Text block |
□ □ □
I need to apply [1] to see the WARNING: suspicious RCU usage splat at 
all, I guess there is a WARN_ONCE somewhere. But with this patch applied 
the splat is gone when resuming and WoL works.

Tested on R-Car M3N with NFS root on the interface used for WoL.

Tested-by: Niklas Söderlund <niklas.soderlund+renesas@ragnatech.se>

1. [PATCH] gpio: rcar: Use raw_spinlock to protect register access

> ---
>  drivers/net/ethernet/renesas/ravb_main.c | 19 +++++++++++++++----
>  1 file changed, 15 insertions(+), 4 deletions(-)
> 
> diff --git a/drivers/net/ethernet/renesas/ravb_main.c b/drivers/net/ethernet/renesas/ravb_main.c
> index bc395294a32d..2c6d8e4966c3 100644
> --- a/drivers/net/ethernet/renesas/ravb_main.c
> +++ b/drivers/net/ethernet/renesas/ravb_main.c
> @@ -3217,10 +3217,15 @@ static int ravb_suspend(struct device *dev)
>  
>  	netif_device_detach(ndev);
>  
> -	if (priv->wol_enabled)
> -		return ravb_wol_setup(ndev);
> +	rtnl_lock();
> +	if (priv->wol_enabled) {
> +		ret = ravb_wol_setup(ndev);
> +		rtnl_unlock();
> +		return ret;
> +	}
>  
>  	ret = ravb_close(ndev);
> +	rtnl_unlock();
>  	if (ret)
>  		return ret;
>  
> @@ -3245,19 +3250,25 @@ static int ravb_resume(struct device *dev)
>  	if (!netif_running(ndev))
□ □ □
Set problem 1 |
Decide whether each statement agrees with the patch reply: (a) the testing was done on R-Car M3N; (b) the patch modifies two files; (c) with the patch applied, the splat still appears on resume. For each, answer yes or no and quote the words of the patch reply that settle it.
The patch reply and the entries come from unrelated sources.

Data entries |
□ □ □
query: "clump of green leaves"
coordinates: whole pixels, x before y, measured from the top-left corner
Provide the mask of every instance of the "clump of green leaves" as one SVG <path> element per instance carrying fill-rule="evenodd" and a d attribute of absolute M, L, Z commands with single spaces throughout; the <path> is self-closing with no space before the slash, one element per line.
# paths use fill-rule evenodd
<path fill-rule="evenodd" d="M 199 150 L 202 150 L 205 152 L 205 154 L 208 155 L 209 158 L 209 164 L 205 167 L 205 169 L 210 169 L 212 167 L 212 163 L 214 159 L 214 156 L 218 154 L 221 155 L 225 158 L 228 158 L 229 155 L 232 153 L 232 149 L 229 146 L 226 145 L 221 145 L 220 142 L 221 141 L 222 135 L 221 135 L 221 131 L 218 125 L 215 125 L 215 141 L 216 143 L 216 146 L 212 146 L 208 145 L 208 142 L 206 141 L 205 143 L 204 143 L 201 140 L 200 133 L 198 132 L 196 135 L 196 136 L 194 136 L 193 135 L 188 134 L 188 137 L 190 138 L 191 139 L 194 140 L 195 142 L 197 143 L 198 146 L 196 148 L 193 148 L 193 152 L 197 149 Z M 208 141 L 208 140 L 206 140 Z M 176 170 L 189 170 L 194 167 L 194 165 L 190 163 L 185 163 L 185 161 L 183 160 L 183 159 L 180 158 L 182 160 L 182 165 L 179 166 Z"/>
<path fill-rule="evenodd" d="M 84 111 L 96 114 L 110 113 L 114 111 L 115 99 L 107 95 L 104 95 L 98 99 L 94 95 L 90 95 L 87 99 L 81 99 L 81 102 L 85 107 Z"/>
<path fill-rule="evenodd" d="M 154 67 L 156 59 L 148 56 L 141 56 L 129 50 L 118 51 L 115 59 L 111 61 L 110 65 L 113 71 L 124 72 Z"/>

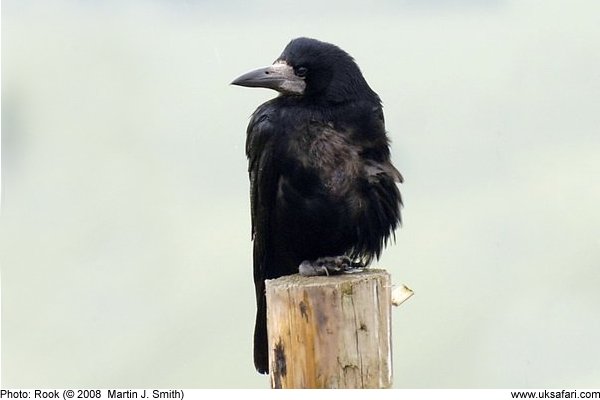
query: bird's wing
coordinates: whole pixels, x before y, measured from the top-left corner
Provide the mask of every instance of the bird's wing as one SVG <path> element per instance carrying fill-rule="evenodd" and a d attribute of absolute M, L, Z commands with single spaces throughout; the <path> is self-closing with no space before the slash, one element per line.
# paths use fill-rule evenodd
<path fill-rule="evenodd" d="M 246 155 L 250 175 L 250 208 L 254 241 L 254 283 L 257 300 L 264 295 L 265 257 L 269 248 L 271 210 L 274 209 L 279 171 L 273 162 L 273 134 L 268 109 L 260 107 L 248 125 Z"/>

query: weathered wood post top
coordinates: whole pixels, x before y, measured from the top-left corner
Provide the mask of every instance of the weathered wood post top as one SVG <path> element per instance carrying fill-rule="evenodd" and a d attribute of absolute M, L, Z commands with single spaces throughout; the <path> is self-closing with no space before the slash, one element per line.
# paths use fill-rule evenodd
<path fill-rule="evenodd" d="M 391 281 L 381 269 L 266 281 L 274 388 L 392 385 Z"/>

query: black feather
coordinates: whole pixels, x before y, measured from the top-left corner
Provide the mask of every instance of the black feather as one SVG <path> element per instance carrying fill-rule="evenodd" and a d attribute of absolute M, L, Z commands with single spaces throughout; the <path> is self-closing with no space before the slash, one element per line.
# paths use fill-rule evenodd
<path fill-rule="evenodd" d="M 399 226 L 402 206 L 380 99 L 352 57 L 300 38 L 278 62 L 305 68 L 306 89 L 262 104 L 247 131 L 261 373 L 269 371 L 264 280 L 325 256 L 370 263 Z"/>

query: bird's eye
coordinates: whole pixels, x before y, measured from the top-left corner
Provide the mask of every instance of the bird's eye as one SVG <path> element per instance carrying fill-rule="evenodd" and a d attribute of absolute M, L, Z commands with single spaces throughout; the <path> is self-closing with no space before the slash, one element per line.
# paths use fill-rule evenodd
<path fill-rule="evenodd" d="M 294 73 L 296 74 L 296 76 L 299 76 L 300 78 L 304 78 L 306 76 L 307 72 L 308 72 L 308 68 L 306 68 L 306 67 L 298 67 L 294 70 Z"/>

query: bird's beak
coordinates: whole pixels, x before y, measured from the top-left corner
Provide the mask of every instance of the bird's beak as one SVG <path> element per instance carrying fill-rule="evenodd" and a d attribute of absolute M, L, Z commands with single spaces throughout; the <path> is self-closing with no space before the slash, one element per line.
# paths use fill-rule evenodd
<path fill-rule="evenodd" d="M 265 68 L 255 69 L 236 78 L 232 85 L 264 87 L 281 93 L 301 95 L 306 89 L 304 78 L 294 74 L 294 68 L 283 61 Z"/>

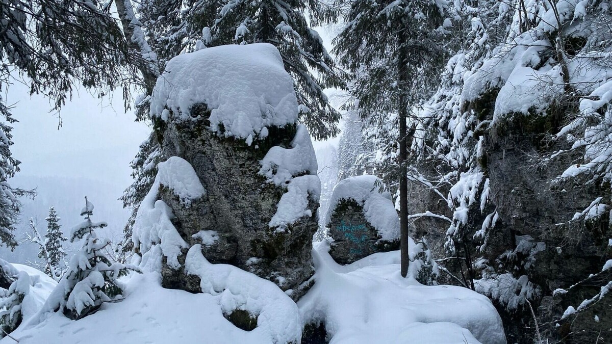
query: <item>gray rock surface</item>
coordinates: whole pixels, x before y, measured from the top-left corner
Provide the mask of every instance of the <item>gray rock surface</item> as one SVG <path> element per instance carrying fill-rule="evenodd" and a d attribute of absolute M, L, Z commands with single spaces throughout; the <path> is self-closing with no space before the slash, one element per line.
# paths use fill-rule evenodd
<path fill-rule="evenodd" d="M 400 248 L 399 240 L 380 240 L 378 231 L 366 219 L 364 207 L 353 200 L 338 202 L 331 214 L 328 230 L 334 239 L 329 254 L 339 264 L 350 264 L 376 252 Z"/>
<path fill-rule="evenodd" d="M 205 105 L 194 106 L 191 112 L 202 119 L 160 121 L 156 125 L 164 154 L 188 162 L 206 190 L 205 196 L 186 206 L 171 190 L 162 188 L 160 199 L 172 208 L 175 227 L 190 247 L 203 244 L 202 253 L 211 263 L 230 264 L 267 279 L 283 290 L 291 290 L 288 293 L 297 300 L 312 283 L 310 252 L 319 195 L 308 196 L 312 216 L 302 217 L 285 231 L 275 230 L 268 223 L 286 190 L 258 174 L 259 160 L 271 147 L 290 148 L 295 125 L 269 127 L 266 139 L 249 146 L 244 140 L 211 132 Z M 204 232 L 209 240 L 203 242 L 201 231 L 211 231 Z M 179 262 L 184 261 L 184 256 L 179 257 Z M 198 277 L 187 276 L 182 268 L 165 264 L 162 275 L 165 286 L 200 291 Z"/>

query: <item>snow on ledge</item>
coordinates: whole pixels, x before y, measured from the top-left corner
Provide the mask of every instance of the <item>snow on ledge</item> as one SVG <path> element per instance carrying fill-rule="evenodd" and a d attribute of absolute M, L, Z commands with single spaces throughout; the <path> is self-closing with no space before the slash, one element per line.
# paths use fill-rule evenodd
<path fill-rule="evenodd" d="M 341 200 L 353 200 L 364 207 L 365 219 L 381 236 L 381 240 L 391 241 L 400 237 L 400 218 L 393 204 L 391 194 L 380 192 L 376 176 L 364 174 L 340 181 L 334 189 L 326 217 L 325 225 L 331 221 L 332 213 Z"/>
<path fill-rule="evenodd" d="M 172 190 L 181 202 L 187 204 L 192 200 L 206 193 L 193 167 L 179 157 L 170 157 L 160 163 L 156 179 L 159 184 Z"/>
<path fill-rule="evenodd" d="M 268 225 L 282 231 L 301 217 L 312 216 L 312 211 L 308 209 L 308 196 L 318 200 L 321 180 L 316 175 L 316 155 L 306 127 L 297 125 L 291 148 L 272 147 L 259 162 L 259 174 L 265 176 L 268 182 L 287 189 Z"/>
<path fill-rule="evenodd" d="M 180 266 L 178 256 L 181 250 L 188 246 L 170 220 L 173 216 L 172 209 L 157 199 L 162 185 L 172 190 L 185 204 L 203 196 L 206 190 L 188 162 L 171 157 L 159 164 L 153 185 L 138 208 L 132 236 L 134 247 L 138 247 L 144 258 L 144 255 L 159 245 L 161 253 L 168 258 L 168 264 L 176 269 Z M 161 256 L 157 258 L 160 260 Z"/>
<path fill-rule="evenodd" d="M 297 305 L 274 283 L 226 264 L 211 264 L 196 244 L 185 259 L 185 271 L 200 278 L 203 293 L 218 297 L 225 313 L 241 310 L 257 315 L 257 327 L 270 343 L 299 343 L 302 320 Z"/>
<path fill-rule="evenodd" d="M 297 99 L 278 50 L 269 43 L 231 45 L 182 54 L 171 59 L 157 79 L 152 115 L 168 121 L 168 110 L 180 120 L 204 102 L 211 127 L 225 136 L 267 136 L 264 129 L 297 121 Z"/>
<path fill-rule="evenodd" d="M 297 305 L 305 323 L 324 323 L 332 342 L 506 344 L 486 296 L 402 277 L 398 251 L 341 266 L 329 250 L 327 241 L 313 243 L 316 282 Z"/>

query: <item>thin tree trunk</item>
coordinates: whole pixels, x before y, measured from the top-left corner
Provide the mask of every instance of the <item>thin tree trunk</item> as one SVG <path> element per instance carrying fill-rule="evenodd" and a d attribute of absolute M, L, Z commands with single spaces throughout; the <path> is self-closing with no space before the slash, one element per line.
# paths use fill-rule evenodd
<path fill-rule="evenodd" d="M 408 118 L 408 104 L 406 99 L 406 50 L 403 47 L 406 42 L 406 30 L 401 30 L 398 34 L 400 44 L 400 54 L 398 59 L 398 72 L 400 80 L 399 114 L 400 120 L 400 246 L 401 277 L 405 277 L 408 274 L 408 166 L 406 162 L 408 158 L 408 139 L 406 120 Z"/>

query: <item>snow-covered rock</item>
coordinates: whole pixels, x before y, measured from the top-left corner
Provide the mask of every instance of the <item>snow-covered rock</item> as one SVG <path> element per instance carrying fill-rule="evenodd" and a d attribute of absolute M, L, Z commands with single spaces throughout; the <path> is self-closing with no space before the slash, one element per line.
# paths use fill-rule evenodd
<path fill-rule="evenodd" d="M 184 262 L 199 244 L 208 261 L 299 298 L 313 273 L 321 185 L 278 51 L 253 44 L 176 56 L 158 80 L 151 111 L 163 155 L 171 157 L 136 217 L 141 264 L 160 270 L 165 287 L 198 292 Z"/>
<path fill-rule="evenodd" d="M 327 241 L 314 245 L 316 283 L 297 304 L 305 323 L 324 324 L 331 343 L 506 343 L 488 299 L 465 288 L 402 278 L 398 252 L 341 266 Z"/>
<path fill-rule="evenodd" d="M 293 81 L 278 51 L 266 43 L 203 49 L 168 61 L 155 86 L 152 114 L 191 120 L 201 114 L 192 111 L 198 103 L 210 111 L 214 132 L 249 146 L 267 136 L 267 127 L 297 121 Z"/>
<path fill-rule="evenodd" d="M 350 263 L 398 248 L 400 219 L 391 194 L 381 187 L 378 177 L 366 174 L 343 179 L 334 188 L 326 223 L 336 261 Z"/>
<path fill-rule="evenodd" d="M 411 241 L 409 248 L 416 250 Z M 466 288 L 427 286 L 401 277 L 397 251 L 340 266 L 329 249 L 327 241 L 315 244 L 316 283 L 297 305 L 269 281 L 231 265 L 211 264 L 195 245 L 187 255 L 185 270 L 201 278 L 202 293 L 162 288 L 159 272 L 132 274 L 123 279 L 121 302 L 104 304 L 77 321 L 61 312 L 43 313 L 11 335 L 21 344 L 270 344 L 300 343 L 308 339 L 302 328 L 320 323 L 332 343 L 506 343 L 499 317 L 487 297 Z M 228 321 L 228 313 L 236 310 L 256 318 L 256 327 L 244 331 Z"/>

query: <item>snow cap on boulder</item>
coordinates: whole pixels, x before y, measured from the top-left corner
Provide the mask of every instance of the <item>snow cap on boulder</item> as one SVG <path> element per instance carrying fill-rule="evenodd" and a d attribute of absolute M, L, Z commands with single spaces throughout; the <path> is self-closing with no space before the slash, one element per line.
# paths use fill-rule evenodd
<path fill-rule="evenodd" d="M 157 79 L 151 113 L 163 121 L 188 120 L 204 103 L 211 129 L 250 145 L 267 127 L 297 121 L 297 99 L 278 50 L 269 43 L 223 45 L 176 56 Z"/>

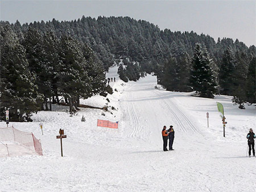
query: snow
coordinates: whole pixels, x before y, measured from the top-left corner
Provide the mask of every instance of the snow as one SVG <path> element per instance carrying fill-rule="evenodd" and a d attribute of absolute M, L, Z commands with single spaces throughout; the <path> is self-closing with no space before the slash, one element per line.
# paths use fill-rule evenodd
<path fill-rule="evenodd" d="M 211 99 L 156 89 L 156 77 L 150 75 L 124 83 L 117 70 L 106 75 L 116 77 L 110 84 L 112 95 L 81 101 L 107 105 L 109 111 L 81 108 L 70 117 L 68 107 L 54 105 L 52 111 L 34 114 L 33 122 L 10 122 L 41 139 L 43 156 L 0 159 L 0 191 L 256 191 L 256 158 L 246 156 L 246 135 L 256 128 L 255 106 L 241 110 L 229 96 Z M 224 107 L 225 138 L 216 102 Z M 98 119 L 118 121 L 119 129 L 97 127 Z M 164 152 L 161 131 L 171 125 L 175 150 Z M 60 128 L 67 135 L 63 157 L 56 138 Z"/>

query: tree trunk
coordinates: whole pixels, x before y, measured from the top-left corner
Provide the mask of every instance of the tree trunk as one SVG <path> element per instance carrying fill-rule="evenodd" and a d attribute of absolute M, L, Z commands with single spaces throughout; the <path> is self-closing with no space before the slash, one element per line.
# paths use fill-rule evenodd
<path fill-rule="evenodd" d="M 59 99 L 59 96 L 57 95 L 55 96 L 57 99 L 57 103 L 58 105 L 59 105 L 60 104 L 60 100 Z"/>
<path fill-rule="evenodd" d="M 80 109 L 78 108 L 78 103 L 79 103 L 79 100 L 78 101 L 77 99 L 76 99 L 76 98 L 73 98 L 74 103 L 74 106 L 75 106 L 75 108 L 76 108 L 76 109 L 77 110 L 80 110 Z M 79 100 L 79 99 L 78 99 Z"/>
<path fill-rule="evenodd" d="M 56 98 L 54 96 L 54 95 L 52 96 L 52 103 L 53 104 L 56 104 Z"/>
<path fill-rule="evenodd" d="M 68 97 L 69 100 L 69 101 L 68 100 L 67 97 L 67 96 L 65 96 L 65 102 L 67 104 L 68 103 L 69 103 L 70 102 L 72 102 L 70 100 L 70 99 L 71 99 L 71 98 L 69 97 Z"/>
<path fill-rule="evenodd" d="M 50 110 L 51 110 L 51 97 L 49 98 L 49 101 L 50 101 Z"/>
<path fill-rule="evenodd" d="M 47 98 L 45 95 L 44 95 L 44 98 L 45 99 L 45 110 L 48 111 L 49 110 L 49 109 L 48 108 L 48 104 L 47 103 Z"/>
<path fill-rule="evenodd" d="M 66 98 L 67 98 L 67 98 L 66 96 L 65 97 L 65 100 L 66 100 Z M 73 105 L 72 104 L 72 99 L 70 97 L 68 97 L 68 100 L 69 102 L 68 103 L 69 105 L 69 112 L 70 113 L 72 113 L 73 111 L 72 111 L 72 108 L 73 108 Z"/>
□ □ □
Set problem 2 |
Identify every line in the entries that contains the string "green", matching case exactly, and copy each such line.

Exercise solution 1 |
(a) Yes: "Tested on R-Car M3N with NFS root on the interface used for WoL."
(b) No: "1 file changed, 15 insertions(+), 4 deletions(-)"
(c) No: "the splat is gone when resuming and WoL works."

Exercise solution 2 |
query: "clump of green leaves"
Provide the mask of every instance of the "clump of green leaves" as one SVG <path> element per instance carrying fill-rule="evenodd" and a d attribute of absolute M, L, Z commands with single spaces throughout; the <path> is self-closing with no space before the slash, one element per line.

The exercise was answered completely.